(DATA PROVIDED)

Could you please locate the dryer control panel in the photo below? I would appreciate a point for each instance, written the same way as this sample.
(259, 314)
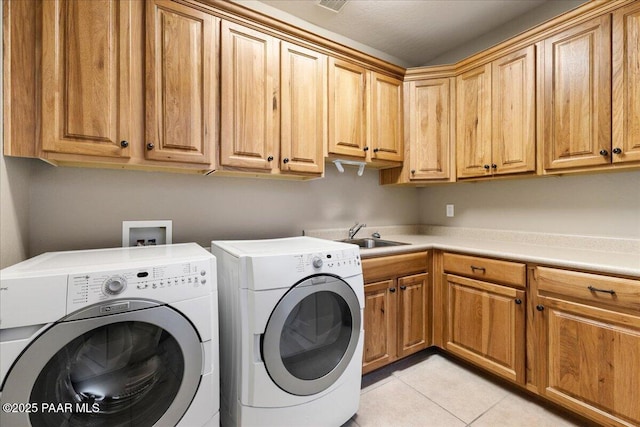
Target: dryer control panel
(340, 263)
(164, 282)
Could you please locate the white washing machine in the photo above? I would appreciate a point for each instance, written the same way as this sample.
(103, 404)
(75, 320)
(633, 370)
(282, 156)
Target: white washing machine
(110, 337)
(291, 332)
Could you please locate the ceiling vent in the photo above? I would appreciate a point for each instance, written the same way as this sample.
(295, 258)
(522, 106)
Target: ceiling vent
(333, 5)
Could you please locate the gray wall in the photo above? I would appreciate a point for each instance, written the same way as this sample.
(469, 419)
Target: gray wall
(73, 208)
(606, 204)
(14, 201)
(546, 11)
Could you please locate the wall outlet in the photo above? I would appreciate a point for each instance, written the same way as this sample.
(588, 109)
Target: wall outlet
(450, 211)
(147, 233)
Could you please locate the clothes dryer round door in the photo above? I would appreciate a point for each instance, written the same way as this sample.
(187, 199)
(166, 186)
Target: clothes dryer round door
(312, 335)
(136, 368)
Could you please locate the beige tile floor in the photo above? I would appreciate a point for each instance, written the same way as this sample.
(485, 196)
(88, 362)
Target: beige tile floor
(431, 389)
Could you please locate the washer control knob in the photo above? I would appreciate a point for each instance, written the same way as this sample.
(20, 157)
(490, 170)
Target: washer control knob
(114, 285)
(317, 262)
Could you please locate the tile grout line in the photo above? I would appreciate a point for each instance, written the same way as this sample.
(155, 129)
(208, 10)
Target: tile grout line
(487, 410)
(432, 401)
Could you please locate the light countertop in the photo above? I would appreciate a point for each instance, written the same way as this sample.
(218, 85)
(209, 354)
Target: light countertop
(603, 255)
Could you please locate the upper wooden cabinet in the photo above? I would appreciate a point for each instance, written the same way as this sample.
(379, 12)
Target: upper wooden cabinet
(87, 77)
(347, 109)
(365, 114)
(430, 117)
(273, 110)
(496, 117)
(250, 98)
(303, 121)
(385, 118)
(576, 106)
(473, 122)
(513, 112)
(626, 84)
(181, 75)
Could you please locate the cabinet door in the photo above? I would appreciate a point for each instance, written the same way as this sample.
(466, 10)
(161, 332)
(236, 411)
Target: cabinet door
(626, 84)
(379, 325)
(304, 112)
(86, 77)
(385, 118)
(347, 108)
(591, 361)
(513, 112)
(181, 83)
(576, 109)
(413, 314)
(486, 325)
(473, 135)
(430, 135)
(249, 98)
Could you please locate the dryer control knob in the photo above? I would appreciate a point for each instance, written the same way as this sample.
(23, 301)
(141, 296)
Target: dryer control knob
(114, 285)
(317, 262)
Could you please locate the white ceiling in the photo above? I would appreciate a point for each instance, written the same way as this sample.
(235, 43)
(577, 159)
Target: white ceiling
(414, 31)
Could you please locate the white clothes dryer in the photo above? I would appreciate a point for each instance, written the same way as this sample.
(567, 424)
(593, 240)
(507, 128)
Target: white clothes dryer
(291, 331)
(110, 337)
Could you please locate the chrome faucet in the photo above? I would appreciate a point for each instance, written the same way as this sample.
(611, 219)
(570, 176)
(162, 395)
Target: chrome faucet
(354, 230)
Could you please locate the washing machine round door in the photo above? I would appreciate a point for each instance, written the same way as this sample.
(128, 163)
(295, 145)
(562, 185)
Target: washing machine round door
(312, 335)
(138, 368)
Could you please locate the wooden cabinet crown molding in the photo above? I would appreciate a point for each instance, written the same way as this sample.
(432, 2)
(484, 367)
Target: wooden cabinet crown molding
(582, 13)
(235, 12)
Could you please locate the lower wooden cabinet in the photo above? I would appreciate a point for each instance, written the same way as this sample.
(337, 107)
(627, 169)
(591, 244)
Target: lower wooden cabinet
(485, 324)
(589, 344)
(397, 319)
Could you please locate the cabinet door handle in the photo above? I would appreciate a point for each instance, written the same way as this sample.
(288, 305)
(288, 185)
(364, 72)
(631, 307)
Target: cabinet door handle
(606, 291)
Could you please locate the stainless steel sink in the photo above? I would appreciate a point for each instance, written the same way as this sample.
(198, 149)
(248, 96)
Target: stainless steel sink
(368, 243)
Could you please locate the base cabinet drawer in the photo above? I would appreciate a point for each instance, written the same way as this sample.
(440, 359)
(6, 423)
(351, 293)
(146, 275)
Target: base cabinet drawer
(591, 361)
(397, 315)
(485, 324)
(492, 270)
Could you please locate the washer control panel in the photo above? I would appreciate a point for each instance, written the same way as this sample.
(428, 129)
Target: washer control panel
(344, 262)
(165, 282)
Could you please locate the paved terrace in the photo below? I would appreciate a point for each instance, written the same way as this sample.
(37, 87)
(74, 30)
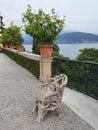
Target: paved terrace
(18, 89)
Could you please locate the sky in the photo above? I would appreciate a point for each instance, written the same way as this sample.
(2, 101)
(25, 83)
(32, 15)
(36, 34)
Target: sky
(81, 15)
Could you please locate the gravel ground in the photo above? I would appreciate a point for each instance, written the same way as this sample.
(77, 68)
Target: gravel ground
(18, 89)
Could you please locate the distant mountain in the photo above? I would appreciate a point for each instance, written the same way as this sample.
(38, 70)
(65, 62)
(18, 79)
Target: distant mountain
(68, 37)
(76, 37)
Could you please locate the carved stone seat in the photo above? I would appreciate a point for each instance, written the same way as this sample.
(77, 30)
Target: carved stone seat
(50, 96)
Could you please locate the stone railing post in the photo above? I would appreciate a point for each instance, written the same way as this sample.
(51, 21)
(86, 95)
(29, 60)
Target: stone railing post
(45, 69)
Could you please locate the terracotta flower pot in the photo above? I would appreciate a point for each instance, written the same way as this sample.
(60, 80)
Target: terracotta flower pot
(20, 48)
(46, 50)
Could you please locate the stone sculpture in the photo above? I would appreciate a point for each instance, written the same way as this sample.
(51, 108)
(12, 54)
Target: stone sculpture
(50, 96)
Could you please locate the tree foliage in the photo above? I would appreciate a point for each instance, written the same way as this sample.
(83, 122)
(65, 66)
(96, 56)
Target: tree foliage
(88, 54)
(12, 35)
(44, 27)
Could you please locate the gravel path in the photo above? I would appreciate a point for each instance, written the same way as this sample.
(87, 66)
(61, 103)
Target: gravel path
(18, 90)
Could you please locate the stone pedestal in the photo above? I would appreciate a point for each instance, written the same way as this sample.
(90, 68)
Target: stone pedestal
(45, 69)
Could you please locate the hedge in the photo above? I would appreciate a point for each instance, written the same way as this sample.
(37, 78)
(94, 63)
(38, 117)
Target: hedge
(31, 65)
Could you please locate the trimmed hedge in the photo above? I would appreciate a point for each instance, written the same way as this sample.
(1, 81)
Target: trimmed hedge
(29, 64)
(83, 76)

(End DATA PROVIDED)
(DATA PROVIDED)

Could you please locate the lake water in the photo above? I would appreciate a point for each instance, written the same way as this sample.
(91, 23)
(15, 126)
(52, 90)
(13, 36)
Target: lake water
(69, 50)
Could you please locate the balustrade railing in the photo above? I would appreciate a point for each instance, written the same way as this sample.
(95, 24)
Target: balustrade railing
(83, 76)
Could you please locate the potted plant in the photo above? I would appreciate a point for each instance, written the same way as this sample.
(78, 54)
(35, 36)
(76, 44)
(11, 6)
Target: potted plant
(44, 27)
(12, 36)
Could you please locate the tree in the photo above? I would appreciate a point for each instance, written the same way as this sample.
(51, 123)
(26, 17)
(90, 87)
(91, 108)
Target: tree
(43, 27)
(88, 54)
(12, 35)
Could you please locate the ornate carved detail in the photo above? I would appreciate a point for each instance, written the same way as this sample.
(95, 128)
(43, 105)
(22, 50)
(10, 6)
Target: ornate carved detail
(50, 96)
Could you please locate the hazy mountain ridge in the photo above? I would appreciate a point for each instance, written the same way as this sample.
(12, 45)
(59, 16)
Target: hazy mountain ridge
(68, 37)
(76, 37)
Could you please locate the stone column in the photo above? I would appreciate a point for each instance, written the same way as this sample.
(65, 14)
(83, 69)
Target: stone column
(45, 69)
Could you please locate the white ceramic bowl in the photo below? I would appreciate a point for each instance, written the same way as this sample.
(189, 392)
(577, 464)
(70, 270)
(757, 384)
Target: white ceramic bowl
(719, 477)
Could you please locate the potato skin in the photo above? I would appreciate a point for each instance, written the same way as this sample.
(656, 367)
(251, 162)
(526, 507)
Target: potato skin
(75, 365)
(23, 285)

(End DATA PROVIDED)
(DATA PROVIDED)

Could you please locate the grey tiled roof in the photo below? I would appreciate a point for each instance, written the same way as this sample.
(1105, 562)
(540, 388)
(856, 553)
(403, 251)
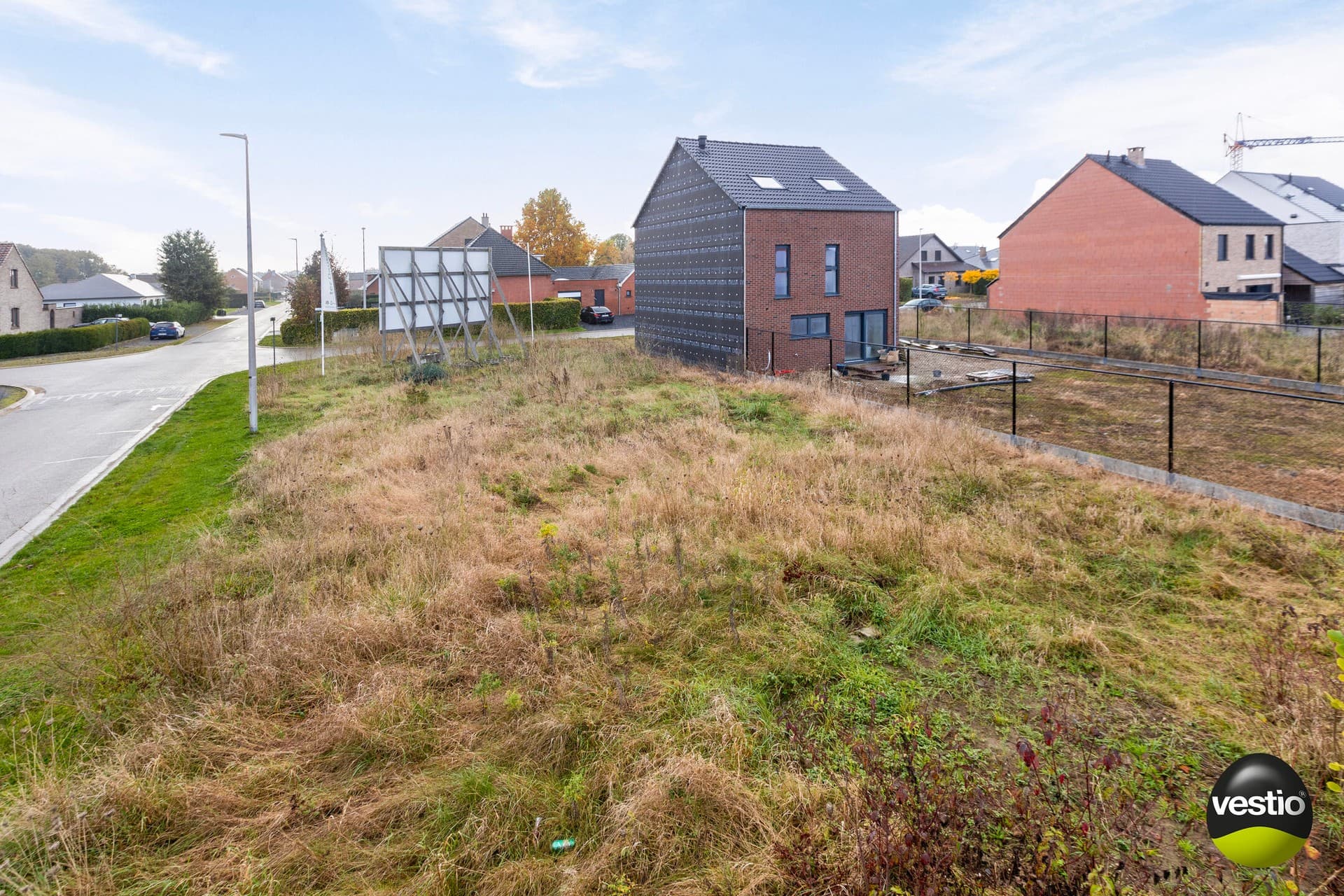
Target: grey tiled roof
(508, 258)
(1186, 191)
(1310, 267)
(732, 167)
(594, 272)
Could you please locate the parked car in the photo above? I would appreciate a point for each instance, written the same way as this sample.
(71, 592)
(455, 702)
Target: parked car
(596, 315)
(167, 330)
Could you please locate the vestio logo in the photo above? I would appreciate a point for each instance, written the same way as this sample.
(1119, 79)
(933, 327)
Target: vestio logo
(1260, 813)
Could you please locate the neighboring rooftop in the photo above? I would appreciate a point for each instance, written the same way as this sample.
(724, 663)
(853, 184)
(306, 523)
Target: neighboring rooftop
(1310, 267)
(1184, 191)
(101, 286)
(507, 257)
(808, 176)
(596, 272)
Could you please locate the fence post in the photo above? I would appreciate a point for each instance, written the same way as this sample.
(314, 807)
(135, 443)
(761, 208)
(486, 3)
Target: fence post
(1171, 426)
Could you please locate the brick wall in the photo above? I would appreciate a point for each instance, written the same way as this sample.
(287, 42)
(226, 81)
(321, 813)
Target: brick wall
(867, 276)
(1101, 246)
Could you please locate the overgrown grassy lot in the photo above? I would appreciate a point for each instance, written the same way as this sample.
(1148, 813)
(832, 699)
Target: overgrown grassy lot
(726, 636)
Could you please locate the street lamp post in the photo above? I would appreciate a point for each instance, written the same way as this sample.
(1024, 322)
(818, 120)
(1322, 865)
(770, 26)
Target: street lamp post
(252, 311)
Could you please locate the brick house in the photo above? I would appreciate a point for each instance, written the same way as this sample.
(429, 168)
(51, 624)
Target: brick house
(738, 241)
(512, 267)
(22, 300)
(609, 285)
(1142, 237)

(End DATA PROVIDED)

WHAT NEEDS TO BE DONE. Pick out and copy the lines of the entries that hold the string "below".

SOLUTION FOR THIS TASK.
Could you please locate the dryer control panel in the photo below? I would appreciate a point for each instance, written the same way as this sample.
Could you please locate the paved terrace in the photo below? I would appreciate a point for each instance, written the same way as this sample.
Could you please locate the white ceramic bowl in the photo below? I would appreciate a point for each instance, written the same way as this sample.
Could you please locate the grey tiled roof in the photo below? I would appreciate a point for each instance, written the same way as this sample.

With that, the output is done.